■ **Prompt**: Reproduce the records below, replacing every occurrence of "Put a point on" with "Mark" and leaving all other wording unchanged.

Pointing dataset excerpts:
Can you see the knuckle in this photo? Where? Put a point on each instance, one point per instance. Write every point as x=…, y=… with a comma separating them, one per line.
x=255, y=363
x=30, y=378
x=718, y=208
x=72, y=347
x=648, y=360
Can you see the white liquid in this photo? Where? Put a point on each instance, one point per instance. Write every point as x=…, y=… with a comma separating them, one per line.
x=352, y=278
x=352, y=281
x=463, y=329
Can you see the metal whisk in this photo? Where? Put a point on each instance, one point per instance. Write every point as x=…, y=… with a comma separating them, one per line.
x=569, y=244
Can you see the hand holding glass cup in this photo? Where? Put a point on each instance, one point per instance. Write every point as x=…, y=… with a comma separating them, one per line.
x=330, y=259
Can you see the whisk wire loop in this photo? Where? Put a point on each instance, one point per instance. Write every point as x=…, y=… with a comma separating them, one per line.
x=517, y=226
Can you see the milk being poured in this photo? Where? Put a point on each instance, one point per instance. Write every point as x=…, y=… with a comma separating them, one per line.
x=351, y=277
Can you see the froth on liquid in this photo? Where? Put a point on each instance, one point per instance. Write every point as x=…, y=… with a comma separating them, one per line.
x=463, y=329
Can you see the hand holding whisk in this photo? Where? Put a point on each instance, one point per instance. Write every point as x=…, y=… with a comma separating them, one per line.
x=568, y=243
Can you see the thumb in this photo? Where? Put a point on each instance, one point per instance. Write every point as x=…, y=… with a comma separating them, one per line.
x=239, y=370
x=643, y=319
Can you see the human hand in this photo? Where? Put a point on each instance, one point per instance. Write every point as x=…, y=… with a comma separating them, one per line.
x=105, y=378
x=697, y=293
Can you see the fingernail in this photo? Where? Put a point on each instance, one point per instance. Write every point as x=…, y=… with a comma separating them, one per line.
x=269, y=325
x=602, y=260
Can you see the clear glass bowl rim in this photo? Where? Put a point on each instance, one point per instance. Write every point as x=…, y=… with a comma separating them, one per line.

■ **Solution for this task**:
Can you see the knuckle in this photo? Where? Mark each instance, one point per instance. Write every point as x=…, y=… with a comma separating them, one per line.
x=255, y=363
x=30, y=378
x=718, y=208
x=72, y=347
x=648, y=360
Can you see the white liquid in this photo? Where? Mark each instance, one point per instance. Write every point as x=…, y=… with a comma separating them, one per line.
x=352, y=278
x=352, y=281
x=463, y=329
Can you see the metal whisk in this photo? Where? Mark each instance, one point per instance. Write every point as x=…, y=… with a comma separating them, one per line.
x=569, y=244
Can you see the hand holding glass cup in this photo? Where? Mark each instance, one point per instance. Write every point as x=…, y=… with a comma separating them, one per line.
x=330, y=259
Can you see the whisk wire loop in this photo? Where? Mark each instance, one point per instance. Write every point as x=…, y=… with a comma separating them, one per line.
x=517, y=226
Can you see the milk being poured in this photo? Where? Mark each instance, one point per instance. Write every point as x=…, y=… with a comma separating them, one per line.
x=351, y=277
Can you see the froth on liquid in this photo? Where? Mark each instance, one point per instance. Write every point as x=…, y=… with a comma separating them, one per line.
x=463, y=329
Can you see the hand holding whisk in this photo? Where? Mark each instance, one point per instance. Write every point as x=…, y=… with a comma separating them, one per line.
x=568, y=243
Can you see the thumb in this photo? Where? Mark each instance, one point per instance. Write every point as x=…, y=… with a comma separating them, one per line.
x=239, y=370
x=643, y=319
Can you see the human hand in this photo? Where? Mark each instance, one point per instance. Write every point as x=…, y=… with a comma separating them, one per line.
x=105, y=378
x=697, y=293
Can you see the fingernail in this photo? Where? Mark each instance, one point per instance. Write every point as x=…, y=… with a comma separating them, one per line.
x=269, y=325
x=602, y=260
Can you see the clear glass bowl rim in this photo? Where? Mark each instance, one point per instance. Write every point as x=…, y=… with a comma separating them, one per line.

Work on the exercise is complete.